(Beginning of GIVEN DATA)

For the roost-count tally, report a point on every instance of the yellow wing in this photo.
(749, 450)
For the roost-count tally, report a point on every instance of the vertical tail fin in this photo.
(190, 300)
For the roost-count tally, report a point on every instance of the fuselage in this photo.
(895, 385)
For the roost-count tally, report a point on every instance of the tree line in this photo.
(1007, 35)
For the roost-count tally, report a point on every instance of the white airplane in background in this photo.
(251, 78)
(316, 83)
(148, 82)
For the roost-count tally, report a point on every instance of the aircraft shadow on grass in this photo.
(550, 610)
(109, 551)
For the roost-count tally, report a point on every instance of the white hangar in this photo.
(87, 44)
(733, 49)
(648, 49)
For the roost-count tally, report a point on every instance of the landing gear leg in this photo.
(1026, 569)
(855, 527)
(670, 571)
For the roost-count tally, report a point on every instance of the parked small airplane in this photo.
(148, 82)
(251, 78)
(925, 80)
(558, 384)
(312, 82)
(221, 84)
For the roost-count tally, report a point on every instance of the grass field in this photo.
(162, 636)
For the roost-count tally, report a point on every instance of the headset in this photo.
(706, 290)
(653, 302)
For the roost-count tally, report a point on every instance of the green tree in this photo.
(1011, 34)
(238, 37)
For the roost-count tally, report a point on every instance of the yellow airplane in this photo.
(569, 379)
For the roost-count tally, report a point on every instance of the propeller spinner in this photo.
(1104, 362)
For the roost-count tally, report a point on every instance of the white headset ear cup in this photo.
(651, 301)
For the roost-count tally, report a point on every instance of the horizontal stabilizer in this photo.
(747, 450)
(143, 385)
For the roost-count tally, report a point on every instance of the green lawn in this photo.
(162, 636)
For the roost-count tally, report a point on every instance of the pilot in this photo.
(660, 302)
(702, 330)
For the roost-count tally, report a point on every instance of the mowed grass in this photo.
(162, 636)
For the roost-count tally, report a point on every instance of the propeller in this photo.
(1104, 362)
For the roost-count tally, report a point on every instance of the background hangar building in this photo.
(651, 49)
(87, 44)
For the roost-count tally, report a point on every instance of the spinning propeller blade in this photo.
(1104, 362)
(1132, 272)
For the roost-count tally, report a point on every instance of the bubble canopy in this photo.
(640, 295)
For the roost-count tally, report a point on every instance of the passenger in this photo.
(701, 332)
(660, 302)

(End of GIVEN DATA)

AIM OF THE TASK =>
Word for word, extract all the records.

ANSWER SECTION =>
For the roost-count tally, report a point on every instance of the yellow wing in this photo.
(749, 450)
For the roost-count tally, report a point on every instance of the vertical tail fin in this photo.
(190, 300)
For the roost-count tally, report a point on every instance of the fuselage in this photo.
(895, 385)
For the roost-count tally, report a point on every instance of the tree line in this photo.
(1007, 35)
For the roost-count tally, report a point on every instance of the white airplane in background in this photo.
(251, 78)
(316, 83)
(148, 82)
For the roost-count tally, report a point on every instance of the aircraft shadow on grass in this photo.
(550, 610)
(109, 551)
For the roost-count tally, report a point on every instance of the white hangar in this photo.
(87, 44)
(733, 49)
(648, 49)
For the roost-count tally, report a point on every instance of the landing gear leg in this photo.
(1026, 569)
(855, 527)
(670, 571)
For the roost-count tally, report a point on every instance of the parked small airplane in this photo.
(148, 82)
(251, 78)
(925, 80)
(558, 384)
(312, 82)
(221, 84)
For the roost-count tally, report a point on every instance of the grass field in this photo.
(162, 636)
For the roost-count tally, report a point on every instance of the headset in this photo.
(706, 290)
(653, 302)
For the roost-count tally, report a point on every instance of the green tree in this photo.
(1011, 34)
(238, 37)
For the roost-count tally, report a point on every instance of the yellow airplane in this photo.
(569, 379)
For the roost-count tally, report a point on every instance of the propeller spinner in this photo.
(1104, 362)
For the roost-count tally, report a point on every instance of the white headset ear cup in this photo.
(651, 301)
For the roost-count tally, report a point on every instance of the horizontal stabilizer in this photo.
(747, 450)
(143, 385)
For the roost-count tally, report a point on every instance of the green lawn in this photo.
(162, 636)
For the roost-count tally, report a point on every instance of the pilot in this photo.
(660, 302)
(702, 330)
For the roost-count tally, report a point on every instance of the mowed grass in this photo.
(162, 636)
For the roost-count tally, report a point on every instance of the propeller in this photo.
(1104, 362)
For the roost-count tally, report a point on every instance of the background hangar building in this photo.
(651, 49)
(87, 44)
For the roost-count tally, report a point on every instance of the spinning propeller blade in this photo.
(1104, 362)
(1132, 272)
For the roost-count tally, report a point on every instance of the bubble canopy in this photo.
(640, 295)
For the roost-count tally, report a point on every instance of the passenger in this photo.
(701, 332)
(660, 302)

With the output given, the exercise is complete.